Apply what you read:
• A. Quote the article on actor Eric Lange's transformation, from "As Lyle, Lange" to "he’d never met.".
• B. For the article on actor Eric Lange's transformation, mark each statement yes or no, and quote the words that settle it: (i) Lange and Arquette each gained 40 pounds for their roles. (ii) Lyle Mitchell met with Lange before filming. (iii) Lange bought false teeth at a costume store to change how he pronounced words.

Page text Block Start

‘Escape at Dannemora’ actor transformed to become prison break’s ‘victim’

The cast of Ben Stiller’s “Escape at Dannemora” didn’t easily slip in and out of their on-screen roles during the months they spent filming.

They walked the same upstate New York streets as their infamous counterparts, strolled the prison turned crime scene and transformed physically to adopt the mindset of the 2015 prison break’s key players.

"You often end up playing a version of yourself on screen,” says actor Eric Lange, who appears as Lyle, the soft-spoken husband of Patricia Arquette’s Joyce "Tilly" Mitchell. “This was such a departure from me.”

Lange and Arquette both gained 40 pounds each for their husband-and-wife role in the seven-episode series, undergoing two of the crew’s most drastic transformations in a matter of months.

“Patricia and I would sit at lunch and just devour plates of food” to keep the weight on, Lange recalls.

"I mean, when you gain 40 pounds, it changes the way you walk, the way you breathe, it changes everything about your neck, your face. You just can’t really do it with makeup the same way,” he adds.

As Lyle, Lange portrays the loyal, albeit naive, husband of the woman (Joyce Mitchell) who aided in the escape of maximum-security inmates David Sweat and Richard Matt, on June 6, 2015.

The real Lyle made only one public appearance in the case — a June 23, 2015, Today Show interview — but Lange’s character gives us the chance to see fictional heart-tugging glances into the tattered shreds of his marriage.

Becoming Lyle Mitchell

Lange watched, and re-watched, that one brief sit-down interview with Matt Lauer to figure out how to adapt the mannerisms and physical ticks of a man who he’d never met.

"He’s pretty private and he was really angry at the time about the media coverage and what was being said about his wife and family. Understandably so,” Lange says, explaining why Lyle declined to meet with him in preparation for the role.

Instead, Lange hit replay on that Today Show interview hundreds of times. In it, the man who Lange describes as the “victim in all of this,” simply states his love and support for his wife: “Do I love her? Yes. Am I mad? Yes.”

"He seemed angry and he seemed confused and it was such an interesting part of all of it, the people who are left in the wreckage around these selfish acts," he says.

Lange took away what he could from the interview clip and brought to life a timid man who struggles with his words and chooses not to see the plot unfolding in front of him.

"I worked, gosh a long time, on the way he talks,” Lange says. That includes running out to a costume store to purchase a pair of false teeth to alter his own pronunciation.

While conquering vocal challenges, Lange was abandoning all vision of healthy eating to pack on the pounds within a three-month period, and then keep them on while filming.

Page text Block End
Information Block Start

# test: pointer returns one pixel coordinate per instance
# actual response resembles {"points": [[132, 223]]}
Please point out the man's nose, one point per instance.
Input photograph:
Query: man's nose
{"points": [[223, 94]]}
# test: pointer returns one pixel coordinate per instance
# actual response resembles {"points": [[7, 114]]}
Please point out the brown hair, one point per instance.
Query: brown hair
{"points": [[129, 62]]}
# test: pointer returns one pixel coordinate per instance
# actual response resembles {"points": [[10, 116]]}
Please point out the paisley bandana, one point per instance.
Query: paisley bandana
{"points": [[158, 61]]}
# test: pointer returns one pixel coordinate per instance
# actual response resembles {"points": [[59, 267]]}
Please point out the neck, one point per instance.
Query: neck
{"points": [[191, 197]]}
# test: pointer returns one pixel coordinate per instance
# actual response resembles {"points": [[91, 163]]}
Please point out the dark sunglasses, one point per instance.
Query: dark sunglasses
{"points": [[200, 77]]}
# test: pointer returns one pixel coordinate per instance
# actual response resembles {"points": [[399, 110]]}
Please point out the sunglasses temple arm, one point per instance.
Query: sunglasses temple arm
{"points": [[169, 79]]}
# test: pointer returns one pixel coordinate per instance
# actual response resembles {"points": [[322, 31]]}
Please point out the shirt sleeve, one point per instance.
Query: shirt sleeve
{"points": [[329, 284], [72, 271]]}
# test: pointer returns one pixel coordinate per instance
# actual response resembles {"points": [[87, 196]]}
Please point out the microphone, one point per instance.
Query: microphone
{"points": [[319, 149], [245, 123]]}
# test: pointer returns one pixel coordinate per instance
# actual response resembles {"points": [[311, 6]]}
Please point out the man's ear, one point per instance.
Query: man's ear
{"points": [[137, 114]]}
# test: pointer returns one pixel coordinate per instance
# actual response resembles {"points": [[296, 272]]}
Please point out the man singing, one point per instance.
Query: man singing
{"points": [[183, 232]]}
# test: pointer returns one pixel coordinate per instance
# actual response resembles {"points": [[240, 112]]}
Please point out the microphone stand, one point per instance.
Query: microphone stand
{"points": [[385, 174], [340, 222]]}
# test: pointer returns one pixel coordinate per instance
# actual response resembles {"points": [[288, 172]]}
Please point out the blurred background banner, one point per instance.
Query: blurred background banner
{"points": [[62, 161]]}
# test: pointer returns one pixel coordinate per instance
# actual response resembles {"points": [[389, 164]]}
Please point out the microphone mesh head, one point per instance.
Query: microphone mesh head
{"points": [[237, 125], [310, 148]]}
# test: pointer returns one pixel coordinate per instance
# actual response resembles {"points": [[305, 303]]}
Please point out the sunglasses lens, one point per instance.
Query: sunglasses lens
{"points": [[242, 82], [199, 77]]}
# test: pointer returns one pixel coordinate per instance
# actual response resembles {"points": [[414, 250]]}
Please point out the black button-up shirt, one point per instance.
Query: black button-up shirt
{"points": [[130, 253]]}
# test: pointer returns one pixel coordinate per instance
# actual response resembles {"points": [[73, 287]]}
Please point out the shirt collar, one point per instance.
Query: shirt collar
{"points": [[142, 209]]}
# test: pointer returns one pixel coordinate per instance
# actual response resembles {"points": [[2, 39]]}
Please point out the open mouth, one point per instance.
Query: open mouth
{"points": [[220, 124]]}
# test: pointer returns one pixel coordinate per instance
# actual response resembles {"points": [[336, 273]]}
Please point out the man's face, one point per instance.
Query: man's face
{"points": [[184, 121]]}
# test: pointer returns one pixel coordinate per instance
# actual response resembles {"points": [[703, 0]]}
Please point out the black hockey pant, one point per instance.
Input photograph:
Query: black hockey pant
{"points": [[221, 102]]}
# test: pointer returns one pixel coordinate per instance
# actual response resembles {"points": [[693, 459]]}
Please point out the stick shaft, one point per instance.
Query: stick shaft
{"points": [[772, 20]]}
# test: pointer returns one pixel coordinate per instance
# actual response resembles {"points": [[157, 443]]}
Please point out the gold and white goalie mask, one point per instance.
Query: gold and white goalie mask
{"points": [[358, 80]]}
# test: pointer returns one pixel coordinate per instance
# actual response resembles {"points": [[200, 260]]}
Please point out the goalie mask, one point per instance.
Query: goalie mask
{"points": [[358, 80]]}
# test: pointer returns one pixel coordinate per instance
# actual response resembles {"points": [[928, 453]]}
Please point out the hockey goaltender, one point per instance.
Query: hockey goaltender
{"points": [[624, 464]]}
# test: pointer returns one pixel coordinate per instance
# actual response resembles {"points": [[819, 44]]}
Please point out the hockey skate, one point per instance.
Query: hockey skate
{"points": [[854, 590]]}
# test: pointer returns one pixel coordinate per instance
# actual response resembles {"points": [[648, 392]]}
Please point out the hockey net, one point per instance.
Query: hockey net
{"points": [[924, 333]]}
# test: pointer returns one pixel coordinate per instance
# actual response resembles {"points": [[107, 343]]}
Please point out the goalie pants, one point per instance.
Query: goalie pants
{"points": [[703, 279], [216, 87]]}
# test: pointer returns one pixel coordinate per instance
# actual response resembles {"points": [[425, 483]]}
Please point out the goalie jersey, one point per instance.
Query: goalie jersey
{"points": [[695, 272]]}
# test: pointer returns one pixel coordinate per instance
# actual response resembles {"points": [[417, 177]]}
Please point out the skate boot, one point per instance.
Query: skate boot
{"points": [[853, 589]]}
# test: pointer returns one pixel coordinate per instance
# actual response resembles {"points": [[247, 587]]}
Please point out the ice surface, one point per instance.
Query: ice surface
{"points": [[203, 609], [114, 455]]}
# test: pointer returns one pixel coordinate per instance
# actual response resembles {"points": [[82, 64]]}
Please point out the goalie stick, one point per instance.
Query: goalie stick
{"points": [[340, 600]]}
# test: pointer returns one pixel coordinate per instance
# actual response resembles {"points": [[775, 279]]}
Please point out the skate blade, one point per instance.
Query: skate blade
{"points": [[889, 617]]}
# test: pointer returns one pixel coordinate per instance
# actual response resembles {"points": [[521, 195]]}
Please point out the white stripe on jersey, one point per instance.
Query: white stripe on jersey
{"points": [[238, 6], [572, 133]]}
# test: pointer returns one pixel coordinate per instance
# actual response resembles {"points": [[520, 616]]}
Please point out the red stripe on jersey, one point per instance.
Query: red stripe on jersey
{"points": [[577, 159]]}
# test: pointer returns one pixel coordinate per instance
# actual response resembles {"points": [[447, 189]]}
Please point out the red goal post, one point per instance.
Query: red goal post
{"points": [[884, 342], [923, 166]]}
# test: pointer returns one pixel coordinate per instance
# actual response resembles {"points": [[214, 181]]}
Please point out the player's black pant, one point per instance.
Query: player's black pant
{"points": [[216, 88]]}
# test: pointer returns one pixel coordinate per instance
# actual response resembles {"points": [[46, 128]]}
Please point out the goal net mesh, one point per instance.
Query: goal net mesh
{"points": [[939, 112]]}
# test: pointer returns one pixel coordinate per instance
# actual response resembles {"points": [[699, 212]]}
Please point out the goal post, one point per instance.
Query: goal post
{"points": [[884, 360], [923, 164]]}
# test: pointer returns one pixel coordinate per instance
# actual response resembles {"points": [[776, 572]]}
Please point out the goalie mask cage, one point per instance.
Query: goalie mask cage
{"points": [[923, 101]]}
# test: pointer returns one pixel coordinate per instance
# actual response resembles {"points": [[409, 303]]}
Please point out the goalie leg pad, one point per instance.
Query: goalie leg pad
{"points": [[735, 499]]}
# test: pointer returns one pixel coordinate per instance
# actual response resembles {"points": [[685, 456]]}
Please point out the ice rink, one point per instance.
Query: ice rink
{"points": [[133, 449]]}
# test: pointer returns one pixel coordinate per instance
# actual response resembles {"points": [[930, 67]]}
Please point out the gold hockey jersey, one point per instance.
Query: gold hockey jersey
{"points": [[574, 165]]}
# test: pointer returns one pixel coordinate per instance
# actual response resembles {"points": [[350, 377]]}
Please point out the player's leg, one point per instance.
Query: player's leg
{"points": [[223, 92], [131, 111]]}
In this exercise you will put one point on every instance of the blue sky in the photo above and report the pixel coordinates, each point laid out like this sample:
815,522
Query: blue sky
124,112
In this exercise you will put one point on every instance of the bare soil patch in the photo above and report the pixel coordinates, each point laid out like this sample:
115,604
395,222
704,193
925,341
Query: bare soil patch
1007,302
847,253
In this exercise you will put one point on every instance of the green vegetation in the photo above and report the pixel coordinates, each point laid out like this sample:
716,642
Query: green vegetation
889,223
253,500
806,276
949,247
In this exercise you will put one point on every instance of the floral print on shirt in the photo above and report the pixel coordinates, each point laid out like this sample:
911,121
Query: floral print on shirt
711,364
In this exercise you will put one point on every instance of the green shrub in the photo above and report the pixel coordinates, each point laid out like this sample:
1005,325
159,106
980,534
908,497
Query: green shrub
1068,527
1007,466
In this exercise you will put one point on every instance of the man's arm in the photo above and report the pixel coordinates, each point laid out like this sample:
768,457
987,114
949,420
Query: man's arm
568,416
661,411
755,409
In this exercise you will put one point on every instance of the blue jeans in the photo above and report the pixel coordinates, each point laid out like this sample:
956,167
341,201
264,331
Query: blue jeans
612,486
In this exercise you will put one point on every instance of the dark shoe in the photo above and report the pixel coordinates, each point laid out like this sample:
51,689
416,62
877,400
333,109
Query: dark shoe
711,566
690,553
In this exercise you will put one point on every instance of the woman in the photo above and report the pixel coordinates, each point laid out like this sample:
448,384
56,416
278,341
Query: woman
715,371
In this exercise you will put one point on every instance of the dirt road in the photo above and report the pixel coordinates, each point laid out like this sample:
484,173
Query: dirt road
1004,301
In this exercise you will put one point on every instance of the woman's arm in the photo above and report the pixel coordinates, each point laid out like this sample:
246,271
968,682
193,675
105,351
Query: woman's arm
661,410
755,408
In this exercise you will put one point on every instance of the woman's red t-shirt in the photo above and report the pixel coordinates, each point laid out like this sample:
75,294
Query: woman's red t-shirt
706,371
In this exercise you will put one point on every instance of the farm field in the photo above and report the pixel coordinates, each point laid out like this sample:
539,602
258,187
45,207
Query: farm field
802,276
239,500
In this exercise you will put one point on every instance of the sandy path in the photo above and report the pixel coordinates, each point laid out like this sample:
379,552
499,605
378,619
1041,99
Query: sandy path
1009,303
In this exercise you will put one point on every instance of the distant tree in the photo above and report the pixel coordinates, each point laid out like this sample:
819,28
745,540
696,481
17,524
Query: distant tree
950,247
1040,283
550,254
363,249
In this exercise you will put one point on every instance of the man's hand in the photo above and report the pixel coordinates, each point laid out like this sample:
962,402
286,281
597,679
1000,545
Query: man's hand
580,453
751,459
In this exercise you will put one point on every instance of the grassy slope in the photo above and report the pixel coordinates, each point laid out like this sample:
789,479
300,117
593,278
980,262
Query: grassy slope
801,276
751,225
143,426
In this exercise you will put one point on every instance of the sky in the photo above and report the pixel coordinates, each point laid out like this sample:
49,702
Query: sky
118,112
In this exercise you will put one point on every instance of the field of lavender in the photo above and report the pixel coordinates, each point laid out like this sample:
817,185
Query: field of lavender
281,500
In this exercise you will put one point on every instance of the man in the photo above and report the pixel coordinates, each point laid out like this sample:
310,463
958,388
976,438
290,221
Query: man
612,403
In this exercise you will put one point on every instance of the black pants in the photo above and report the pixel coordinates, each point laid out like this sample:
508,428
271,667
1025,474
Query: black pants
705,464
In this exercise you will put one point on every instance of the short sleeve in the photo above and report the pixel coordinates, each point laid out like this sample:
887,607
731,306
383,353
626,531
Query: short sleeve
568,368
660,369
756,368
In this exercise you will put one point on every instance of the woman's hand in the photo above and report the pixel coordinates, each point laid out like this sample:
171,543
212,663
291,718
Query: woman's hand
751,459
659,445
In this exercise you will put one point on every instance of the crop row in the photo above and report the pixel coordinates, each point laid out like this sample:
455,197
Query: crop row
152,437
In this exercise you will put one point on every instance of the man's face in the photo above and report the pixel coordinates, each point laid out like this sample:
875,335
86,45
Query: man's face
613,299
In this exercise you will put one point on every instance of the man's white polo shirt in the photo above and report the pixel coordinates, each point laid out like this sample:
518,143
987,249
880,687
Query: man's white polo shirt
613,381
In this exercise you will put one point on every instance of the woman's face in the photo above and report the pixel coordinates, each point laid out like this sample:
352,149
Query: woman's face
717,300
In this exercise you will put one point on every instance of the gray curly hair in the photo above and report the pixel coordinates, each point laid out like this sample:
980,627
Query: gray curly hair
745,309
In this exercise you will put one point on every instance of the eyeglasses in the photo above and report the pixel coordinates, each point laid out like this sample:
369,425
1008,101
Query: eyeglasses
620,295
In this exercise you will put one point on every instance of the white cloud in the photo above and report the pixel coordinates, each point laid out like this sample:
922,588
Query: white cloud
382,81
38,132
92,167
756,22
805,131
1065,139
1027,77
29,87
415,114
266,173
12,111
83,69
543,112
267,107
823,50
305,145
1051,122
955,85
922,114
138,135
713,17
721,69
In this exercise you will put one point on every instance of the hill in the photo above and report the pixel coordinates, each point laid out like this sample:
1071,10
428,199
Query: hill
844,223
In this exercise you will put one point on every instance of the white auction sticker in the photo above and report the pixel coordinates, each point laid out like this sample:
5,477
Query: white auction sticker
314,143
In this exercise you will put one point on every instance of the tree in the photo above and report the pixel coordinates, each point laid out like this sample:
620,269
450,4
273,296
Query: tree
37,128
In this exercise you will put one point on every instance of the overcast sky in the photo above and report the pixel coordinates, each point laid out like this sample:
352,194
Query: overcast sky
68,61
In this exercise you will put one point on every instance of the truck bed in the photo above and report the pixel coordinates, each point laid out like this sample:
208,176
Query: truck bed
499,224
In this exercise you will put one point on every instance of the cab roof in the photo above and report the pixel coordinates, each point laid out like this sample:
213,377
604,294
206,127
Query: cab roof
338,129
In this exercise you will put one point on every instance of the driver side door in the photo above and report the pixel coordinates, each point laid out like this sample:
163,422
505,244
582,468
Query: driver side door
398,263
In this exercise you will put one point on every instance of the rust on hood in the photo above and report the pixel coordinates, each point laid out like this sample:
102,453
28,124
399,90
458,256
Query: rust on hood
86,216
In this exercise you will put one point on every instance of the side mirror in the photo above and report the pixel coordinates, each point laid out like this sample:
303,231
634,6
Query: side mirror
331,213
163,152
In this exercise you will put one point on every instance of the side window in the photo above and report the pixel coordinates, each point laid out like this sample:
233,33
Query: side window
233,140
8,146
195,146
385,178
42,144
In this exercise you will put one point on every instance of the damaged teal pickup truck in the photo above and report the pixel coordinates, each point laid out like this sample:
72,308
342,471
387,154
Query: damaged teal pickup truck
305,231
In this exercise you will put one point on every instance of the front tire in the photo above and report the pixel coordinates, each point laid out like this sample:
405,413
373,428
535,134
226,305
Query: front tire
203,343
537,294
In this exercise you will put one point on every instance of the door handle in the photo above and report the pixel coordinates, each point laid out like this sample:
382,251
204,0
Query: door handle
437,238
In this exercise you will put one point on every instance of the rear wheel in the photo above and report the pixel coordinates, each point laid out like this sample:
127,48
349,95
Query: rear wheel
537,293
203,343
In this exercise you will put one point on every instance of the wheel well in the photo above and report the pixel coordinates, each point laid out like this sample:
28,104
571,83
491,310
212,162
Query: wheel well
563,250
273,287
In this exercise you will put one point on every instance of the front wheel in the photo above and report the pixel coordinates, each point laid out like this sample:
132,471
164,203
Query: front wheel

Information Block End

Set of answers:
• A.
As Lyle, Lange portrays the loyal, albeit naive, husband of the woman (Joyce Mitchell) who aided in the escape of maximum-security inmates David Sweat and Richard Matt, on June 6, 2015.

The real Lyle made only one public appearance in the case — a June 23, 2015, Today Show interview — but Lange’s character gives us the chance to see fictional heart-tugging glances into the tattered shreds of his marriage.

Becoming Lyle Mitchell

Lange watched, and re-watched, that one brief sit-down interview with Matt Lauer to figure out how to adapt the mannerisms and physical ticks of a man who he’d never met.

• B.
(i) Yes: "Lange and Arquette both gained 40 pounds each for their husband-and-wife role in the seven-episode series"
(ii) No: "explaining why Lyle declined to meet with him in preparation for the role"
(iii) Yes: "running out to a costume store to purchase a pair of false teeth to alter his own pronunciation"